■ EXERCISE INSTRUCTIONS: Could you return each line below without altering a word?

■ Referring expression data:
Segment Open

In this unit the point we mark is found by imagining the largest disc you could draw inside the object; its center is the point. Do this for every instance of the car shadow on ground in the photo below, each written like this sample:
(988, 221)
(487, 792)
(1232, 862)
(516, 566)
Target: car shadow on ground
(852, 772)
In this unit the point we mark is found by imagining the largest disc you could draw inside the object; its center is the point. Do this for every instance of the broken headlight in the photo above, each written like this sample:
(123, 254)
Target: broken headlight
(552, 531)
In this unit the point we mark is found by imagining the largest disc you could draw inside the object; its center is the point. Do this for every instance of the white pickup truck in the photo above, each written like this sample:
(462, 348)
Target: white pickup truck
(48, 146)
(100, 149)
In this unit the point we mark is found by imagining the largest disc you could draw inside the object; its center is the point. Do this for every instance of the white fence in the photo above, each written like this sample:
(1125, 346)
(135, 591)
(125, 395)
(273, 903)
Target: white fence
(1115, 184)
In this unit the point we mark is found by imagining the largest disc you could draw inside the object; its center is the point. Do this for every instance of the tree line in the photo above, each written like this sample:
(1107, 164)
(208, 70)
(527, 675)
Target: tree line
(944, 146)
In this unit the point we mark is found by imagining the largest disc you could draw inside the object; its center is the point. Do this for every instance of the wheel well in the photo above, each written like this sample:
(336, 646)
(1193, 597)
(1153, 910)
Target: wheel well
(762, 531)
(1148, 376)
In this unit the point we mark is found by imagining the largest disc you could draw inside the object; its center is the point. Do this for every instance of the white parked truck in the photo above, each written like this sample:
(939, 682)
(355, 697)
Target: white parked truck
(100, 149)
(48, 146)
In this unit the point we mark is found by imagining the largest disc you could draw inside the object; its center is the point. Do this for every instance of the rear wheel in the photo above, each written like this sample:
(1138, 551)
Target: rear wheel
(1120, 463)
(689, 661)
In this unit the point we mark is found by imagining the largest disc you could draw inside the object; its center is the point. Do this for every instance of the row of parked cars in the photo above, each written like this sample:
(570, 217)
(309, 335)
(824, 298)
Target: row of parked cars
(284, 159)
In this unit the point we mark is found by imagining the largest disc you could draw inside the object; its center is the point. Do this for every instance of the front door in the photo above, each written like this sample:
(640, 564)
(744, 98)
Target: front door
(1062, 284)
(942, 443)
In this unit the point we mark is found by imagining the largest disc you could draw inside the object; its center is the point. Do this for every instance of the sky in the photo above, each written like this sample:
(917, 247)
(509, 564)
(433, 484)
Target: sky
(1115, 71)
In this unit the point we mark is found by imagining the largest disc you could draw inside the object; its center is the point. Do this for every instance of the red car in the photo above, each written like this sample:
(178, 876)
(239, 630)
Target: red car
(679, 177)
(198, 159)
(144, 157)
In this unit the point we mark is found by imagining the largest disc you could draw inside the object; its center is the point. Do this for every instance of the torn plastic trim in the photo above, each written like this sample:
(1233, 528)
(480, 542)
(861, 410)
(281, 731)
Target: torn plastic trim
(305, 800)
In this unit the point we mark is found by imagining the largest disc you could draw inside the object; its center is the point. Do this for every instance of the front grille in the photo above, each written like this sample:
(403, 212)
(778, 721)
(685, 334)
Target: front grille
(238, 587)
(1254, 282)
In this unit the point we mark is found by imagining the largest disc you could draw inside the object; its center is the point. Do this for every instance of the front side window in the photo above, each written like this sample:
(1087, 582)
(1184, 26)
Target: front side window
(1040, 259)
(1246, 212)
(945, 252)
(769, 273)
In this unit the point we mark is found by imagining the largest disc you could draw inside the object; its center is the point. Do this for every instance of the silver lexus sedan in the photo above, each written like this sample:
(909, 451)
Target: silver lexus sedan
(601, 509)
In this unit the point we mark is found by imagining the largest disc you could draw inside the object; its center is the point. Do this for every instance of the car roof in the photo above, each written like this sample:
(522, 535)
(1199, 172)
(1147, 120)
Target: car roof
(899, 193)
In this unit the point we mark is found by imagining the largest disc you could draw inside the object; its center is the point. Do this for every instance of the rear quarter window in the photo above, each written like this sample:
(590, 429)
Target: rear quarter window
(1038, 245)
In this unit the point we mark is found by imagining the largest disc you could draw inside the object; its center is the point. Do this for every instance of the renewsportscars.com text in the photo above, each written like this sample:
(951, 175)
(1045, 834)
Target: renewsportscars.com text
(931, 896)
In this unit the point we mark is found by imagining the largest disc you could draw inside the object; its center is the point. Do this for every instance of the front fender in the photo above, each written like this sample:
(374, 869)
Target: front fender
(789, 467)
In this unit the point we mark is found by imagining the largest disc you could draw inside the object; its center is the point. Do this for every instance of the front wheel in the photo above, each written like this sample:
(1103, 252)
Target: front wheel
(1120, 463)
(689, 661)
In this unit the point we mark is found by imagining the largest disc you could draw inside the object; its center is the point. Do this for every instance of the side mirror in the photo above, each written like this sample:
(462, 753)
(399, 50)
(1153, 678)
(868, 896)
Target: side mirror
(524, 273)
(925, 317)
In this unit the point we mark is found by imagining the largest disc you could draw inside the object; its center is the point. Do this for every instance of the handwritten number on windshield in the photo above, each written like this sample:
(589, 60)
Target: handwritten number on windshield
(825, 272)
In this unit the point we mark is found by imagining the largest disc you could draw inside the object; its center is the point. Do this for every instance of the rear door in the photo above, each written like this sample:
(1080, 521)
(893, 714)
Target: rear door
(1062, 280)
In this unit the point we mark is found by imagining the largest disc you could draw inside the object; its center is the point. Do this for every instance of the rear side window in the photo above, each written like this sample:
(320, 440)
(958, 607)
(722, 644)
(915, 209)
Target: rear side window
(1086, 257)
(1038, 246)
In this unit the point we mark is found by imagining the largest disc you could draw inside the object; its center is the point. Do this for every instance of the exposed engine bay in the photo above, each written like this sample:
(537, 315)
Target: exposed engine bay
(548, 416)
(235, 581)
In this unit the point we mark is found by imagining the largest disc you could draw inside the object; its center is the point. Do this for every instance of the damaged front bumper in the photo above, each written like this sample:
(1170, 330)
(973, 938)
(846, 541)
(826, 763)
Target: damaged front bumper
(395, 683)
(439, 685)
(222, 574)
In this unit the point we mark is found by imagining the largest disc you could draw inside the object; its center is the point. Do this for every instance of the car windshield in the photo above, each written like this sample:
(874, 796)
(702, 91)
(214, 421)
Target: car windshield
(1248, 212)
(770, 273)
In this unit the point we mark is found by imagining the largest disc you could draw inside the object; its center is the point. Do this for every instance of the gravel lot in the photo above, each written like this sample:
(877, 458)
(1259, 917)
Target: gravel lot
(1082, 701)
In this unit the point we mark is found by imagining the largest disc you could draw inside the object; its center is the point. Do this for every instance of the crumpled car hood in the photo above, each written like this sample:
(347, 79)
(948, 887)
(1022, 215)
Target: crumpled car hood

Segment Closed

■ ANSWER TO THE EXERCISE:
In this unit the point we mark is found by imagining the largest disc you could draw inside the object; its center is the point. Do this for every instance of the car shadow on ground in the photo below, each written like this sample:
(988, 221)
(487, 792)
(1232, 862)
(516, 566)
Target: car shadow on ground
(852, 772)
In this unit the point we mark is found by imagining the largest disc you could draw inside the object; its center is the point. Do this for every instance of the broken headlight in the photo above, each written like this sample:
(123, 254)
Target: broken headlight
(552, 531)
In this unit the point we mark is found by imagining the largest disc you could draw inside the object; its center is the point. Do this for every instance of the white pickup truck in the photo above, each written like this sample:
(462, 348)
Target: white pickup truck
(48, 146)
(100, 149)
In this unit the point we mark is found by imagining the largest disc you could draw inside the object; its center is the point. Do this for every instance of the white fence in the photo above, each written like this sample:
(1125, 346)
(135, 591)
(125, 395)
(273, 903)
Target: white fence
(1115, 184)
In this unit the point we mark is found by imagining the largest disc you could draw inside the object; its center is the point. Do this for every instance of the tree line in the photo above, each written like this sample:
(1107, 164)
(208, 70)
(527, 675)
Target: tree line
(944, 146)
In this unit the point we mark is found by imagining the largest disc you could draw inside the object; its center is the point. Do this for every instance of the wheel well in the photo above, each written like this sample:
(336, 646)
(1193, 597)
(1153, 910)
Target: wheel well
(762, 531)
(1148, 376)
In this unit the point we mark is found by imagining the largest disc you could draw inside the object; its center is the point. Do this for every instance of the white parked truck in the photo above, each written like this sample:
(939, 682)
(355, 697)
Target: white parked truck
(100, 149)
(48, 146)
In this unit the point we mark is found by imagining the largest disc you could draw inside the object; its center is the point. Do this for every instance of the rear wheel in the photo above, each written like this sample:
(1138, 551)
Target: rear wheel
(1120, 463)
(689, 661)
In this unit the point we mark is found by imagining the largest disc you could draw inside the object; its center is the point. Do this for every instance of the row of parked cars in the photo above, each written like this sample:
(570, 217)
(309, 335)
(824, 298)
Target: row of parked cars
(284, 159)
In this unit the point we mark is found by imagining the largest disc you could draw inside the object; its center is the point. Do this for every instance of the front door in the photo above, each written like this sample:
(640, 564)
(744, 98)
Target: front door
(1062, 284)
(942, 443)
In this unit the point we mark is found by imagining the largest disc you could draw inside the object; its center is the point. Do this for every instance of the sky in the photo above, each written like this sample:
(917, 247)
(509, 564)
(433, 484)
Target: sky
(1115, 71)
In this unit the point we mark is found by imagining the largest disc you could draw inside the object; its center is the point. Do this for every instance of the red car in the photo above, each written like this sample:
(178, 876)
(239, 630)
Target: red car
(679, 177)
(198, 159)
(144, 157)
In this unit the point we mark is found by imagining the largest disc you could draw inside the object; its center is the point. Do this for every instance of the torn plastic trim in the photo above, each written like this sample:
(1233, 528)
(480, 542)
(861, 410)
(281, 731)
Target: torn plastic trim
(305, 800)
In this unit the point we mark is found by imagining the largest disc you could draw inside the object; its center is the point. Do this for every instance of the front grille in the photo above, each written like this sample:
(403, 212)
(778, 721)
(685, 334)
Target: front grille
(238, 587)
(1254, 282)
In this unit the point we mark is found by imagining the largest disc you could draw inside the object; its center is the point. Do this for every instance of the front side window in the photo above, each written like this sample:
(1087, 582)
(1184, 26)
Target: front side window
(1040, 259)
(1246, 212)
(945, 252)
(769, 273)
In this unit the point we mark is found by imagining the largest disc you could draw inside the object; its center is the point. Do this for every instance of the silver lexus sedan in the photo above, each written like this sample:
(909, 451)
Target: silver lexus sedan
(601, 509)
In this unit the point we mark is found by imagining the largest disc you could draw inside the object; its center is the point. Do this for every instance of the car roof in the photo above, each written like this sample:
(522, 535)
(1199, 172)
(1147, 120)
Target: car roof
(899, 193)
In this unit the point we mark is found by imagining the largest disc you could draw inside the object; its center is the point. Do this for every instance of the rear quarter window in the photo above, each written like this sample:
(590, 429)
Target: rear quarter window
(1038, 245)
In this unit the point we mark is found by imagining the largest disc you could draw inside the object; its center is the point. Do this for every instance of the renewsportscars.com text in the photo above, each written like this sample:
(951, 175)
(1045, 834)
Target: renewsportscars.com text
(931, 896)
In this unit the point we mark is found by imagining the largest disc you could draw inside the object; its center is the point. Do this for every instance of the front fender in the photo above, each written like this sample:
(374, 869)
Target: front fender
(789, 467)
In this unit the point we mark is found by imagining the largest disc you could draw inside the object; its center is the point. Do this for every instance of the front wheel in the photo above, each written like this sample:
(1103, 252)
Target: front wheel
(1120, 463)
(689, 661)
In this unit the point we mark is found by imagining the largest disc you could draw inside the object; its center is the point. Do this for every instance of the side mirror in the photo above, each written like this sample:
(462, 753)
(399, 50)
(1153, 678)
(868, 896)
Target: side mirror
(524, 273)
(925, 317)
In this unit the point we mark is found by imagining the largest disc you could draw inside the object; its center is the point. Do this for every instance of the handwritten number on windshield in the photo above, each written like this sample:
(589, 60)
Target: handwritten number on windshield
(825, 272)
In this unit the point we mark is found by imagining the largest disc you could draw inside the object; its center is the point. Do this for every instance of the rear door in the photo above, each written like this sample:
(1080, 521)
(893, 714)
Target: rear door
(1062, 280)
In this unit the point we mark is found by imagining the largest disc you could draw inside the object; its center is the point. Do this for every instance of the rear side window in the photo above, each written like this sample:
(320, 440)
(958, 607)
(722, 644)
(915, 209)
Target: rear side window
(1086, 257)
(1038, 246)
In this unit the point we mark is found by imagining the largest disc you could draw inside the object; its center is the point. Do this for every instance of the exposed engine bay in the photo above, each written like this sample:
(537, 315)
Target: exposed engine bay
(548, 416)
(235, 581)
In this unit the point we mark is found by imagining the largest disc you could draw inside the object; its center is the point. Do this for every instance of the damaged front bumper in the photo above, each written like this sample:
(1170, 330)
(973, 938)
(846, 541)
(826, 763)
Target: damaged front bumper
(395, 683)
(439, 685)
(222, 574)
In this unit the point we mark is found by imagining the largest disc you could draw inside the object; its center is the point. Do this for every instance of the car windshield in the photo above, each written like this sample:
(874, 796)
(702, 91)
(214, 421)
Target: car windshield
(1248, 212)
(770, 273)
In this unit the point we mark is found by imagining the largest disc you could draw inside the object; its center is the point. Do this for every instance of the gravel lot in the photo above, each written like this sample:
(877, 458)
(1259, 917)
Target: gravel lot
(1082, 701)
In this unit the point we mark is found by imagining the largest disc you could draw inside the object; its center is the point. Do this for every instance of the crumpled car hood in the photo above, each written like this sample:
(347, 79)
(948, 887)
(1022, 215)
Target: crumpled car hood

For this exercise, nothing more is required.